## Exercise task A
List every city named in the court order, along with its state abbreviation.

## Extract
— BEGIN —

Brandon Michael Schwartz, Schwartz Law Firm, Oakdale, MN, for Plaintiff and Counterclaim Defendant/Intervenor Plaintiffs and Counterclaim Defendants.
David James Nowak, Adam Joseph Goldstein, White & Steele, P.C., Denver, CO, Darrell J. O'Neal, Darrell J. O'Neal, Law Office of, Memphis, TN, John Joseph Coomes, John J. Coomes, Attorney at Law, Milford, OH, for Defendants.
ORDER GRANTING DEFENDANT MOLLY MANNERS' EARLY MOTION FOR PARTIAL SUMMARY JUDGMENT
Plaintiff Civility Experts Worldwide (“Civility Experts”) sues Defendant Molly Manners, LLC (“Molly Manners”) for copyright infringement and related causes of action. (See ECF No. 47.) Currently before the Court is Molly Manners' Early Motion for Partial Summary Judgment (“Motion”) attacking only Civility Experts' copyright infringement claim. (ECF No. 85.) For the reasons explained below, Molly Manners' Motion is granted, but, contrary to Molly Manners' view, this outcome does not automatically dispose of Civility Experts' claim for breach of the contract.

— END —

## Exercise task B
From the entries below, extract each line that contains the word "trampoline".

## Input rows
— BEGIN —

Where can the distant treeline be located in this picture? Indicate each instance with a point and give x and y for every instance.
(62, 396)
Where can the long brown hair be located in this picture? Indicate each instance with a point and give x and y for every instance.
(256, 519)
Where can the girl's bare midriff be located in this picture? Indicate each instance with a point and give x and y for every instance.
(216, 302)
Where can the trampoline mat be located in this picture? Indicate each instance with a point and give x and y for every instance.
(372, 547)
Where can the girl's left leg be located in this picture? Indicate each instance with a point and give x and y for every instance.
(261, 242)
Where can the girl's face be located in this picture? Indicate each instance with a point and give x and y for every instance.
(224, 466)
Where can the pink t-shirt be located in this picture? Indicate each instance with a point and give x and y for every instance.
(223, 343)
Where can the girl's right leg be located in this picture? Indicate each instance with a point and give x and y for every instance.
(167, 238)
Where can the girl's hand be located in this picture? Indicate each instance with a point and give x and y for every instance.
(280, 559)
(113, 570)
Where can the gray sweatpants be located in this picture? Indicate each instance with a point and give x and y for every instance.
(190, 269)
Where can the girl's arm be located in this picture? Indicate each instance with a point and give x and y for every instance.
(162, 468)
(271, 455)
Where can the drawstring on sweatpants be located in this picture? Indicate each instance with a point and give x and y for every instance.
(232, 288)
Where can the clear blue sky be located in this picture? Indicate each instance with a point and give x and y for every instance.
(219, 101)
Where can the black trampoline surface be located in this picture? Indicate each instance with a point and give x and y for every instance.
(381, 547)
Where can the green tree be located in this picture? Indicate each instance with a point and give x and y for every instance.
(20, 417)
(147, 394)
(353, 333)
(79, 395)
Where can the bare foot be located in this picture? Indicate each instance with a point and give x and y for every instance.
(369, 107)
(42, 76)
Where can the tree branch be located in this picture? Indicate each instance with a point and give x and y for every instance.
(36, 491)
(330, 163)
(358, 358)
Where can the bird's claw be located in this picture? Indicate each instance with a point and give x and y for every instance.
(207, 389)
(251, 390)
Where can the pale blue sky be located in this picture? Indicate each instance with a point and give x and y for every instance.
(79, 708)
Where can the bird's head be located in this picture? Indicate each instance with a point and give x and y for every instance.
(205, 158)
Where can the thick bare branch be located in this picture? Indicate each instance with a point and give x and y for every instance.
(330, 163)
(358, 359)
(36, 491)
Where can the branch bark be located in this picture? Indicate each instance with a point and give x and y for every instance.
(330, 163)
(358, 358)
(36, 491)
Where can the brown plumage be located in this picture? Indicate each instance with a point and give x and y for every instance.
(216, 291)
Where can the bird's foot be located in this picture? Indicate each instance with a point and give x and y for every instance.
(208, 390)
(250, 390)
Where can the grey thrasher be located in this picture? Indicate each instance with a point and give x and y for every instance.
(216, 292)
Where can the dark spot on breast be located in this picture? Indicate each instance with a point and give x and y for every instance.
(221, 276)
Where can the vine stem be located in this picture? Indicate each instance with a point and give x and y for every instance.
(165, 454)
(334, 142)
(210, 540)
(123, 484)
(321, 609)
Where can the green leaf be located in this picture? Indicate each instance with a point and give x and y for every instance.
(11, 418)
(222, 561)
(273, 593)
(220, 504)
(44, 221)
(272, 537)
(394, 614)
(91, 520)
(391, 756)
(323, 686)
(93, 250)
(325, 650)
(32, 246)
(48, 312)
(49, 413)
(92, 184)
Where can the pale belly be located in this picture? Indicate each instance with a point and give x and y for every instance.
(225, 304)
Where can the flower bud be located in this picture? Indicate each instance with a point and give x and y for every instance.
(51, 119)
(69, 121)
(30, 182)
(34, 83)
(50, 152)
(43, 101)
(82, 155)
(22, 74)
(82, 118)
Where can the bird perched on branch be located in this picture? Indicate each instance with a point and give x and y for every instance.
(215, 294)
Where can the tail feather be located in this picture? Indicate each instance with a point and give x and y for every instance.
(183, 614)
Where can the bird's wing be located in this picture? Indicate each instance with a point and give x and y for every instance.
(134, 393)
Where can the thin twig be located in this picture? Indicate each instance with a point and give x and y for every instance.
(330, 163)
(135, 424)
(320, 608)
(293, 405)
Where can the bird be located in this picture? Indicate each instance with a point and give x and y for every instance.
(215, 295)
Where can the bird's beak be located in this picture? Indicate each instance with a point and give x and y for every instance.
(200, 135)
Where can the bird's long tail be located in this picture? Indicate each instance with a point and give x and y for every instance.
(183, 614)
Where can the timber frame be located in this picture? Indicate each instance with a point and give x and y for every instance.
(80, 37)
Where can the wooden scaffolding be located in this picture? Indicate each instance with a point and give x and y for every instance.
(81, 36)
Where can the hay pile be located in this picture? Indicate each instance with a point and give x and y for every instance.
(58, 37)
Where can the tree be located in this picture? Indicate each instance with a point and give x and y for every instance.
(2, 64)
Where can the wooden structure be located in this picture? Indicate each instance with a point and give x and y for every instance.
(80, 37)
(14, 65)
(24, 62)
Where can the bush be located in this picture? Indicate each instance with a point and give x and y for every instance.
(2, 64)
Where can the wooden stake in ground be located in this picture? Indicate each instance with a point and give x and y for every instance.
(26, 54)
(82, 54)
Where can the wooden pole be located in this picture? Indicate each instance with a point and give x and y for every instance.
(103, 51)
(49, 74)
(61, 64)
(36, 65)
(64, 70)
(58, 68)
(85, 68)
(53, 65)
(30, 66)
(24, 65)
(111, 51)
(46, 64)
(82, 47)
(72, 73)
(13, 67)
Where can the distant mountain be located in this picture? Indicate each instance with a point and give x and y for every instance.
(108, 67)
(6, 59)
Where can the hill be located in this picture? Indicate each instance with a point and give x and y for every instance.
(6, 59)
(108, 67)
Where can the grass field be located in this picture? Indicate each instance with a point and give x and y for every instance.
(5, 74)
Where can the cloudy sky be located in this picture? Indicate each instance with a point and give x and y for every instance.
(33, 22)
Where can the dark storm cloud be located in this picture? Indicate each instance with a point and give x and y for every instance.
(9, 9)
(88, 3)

— END —

## Task solution A
Oakdale, MN
Denver, CO
Memphis, TN
Milford, OH

## Task solution B
Where can the trampoline mat be located in this picture? Indicate each instance with a point and give x and y for every instance.
Where can the black trampoline surface be located in this picture? Indicate each instance with a point and give x and y for every instance.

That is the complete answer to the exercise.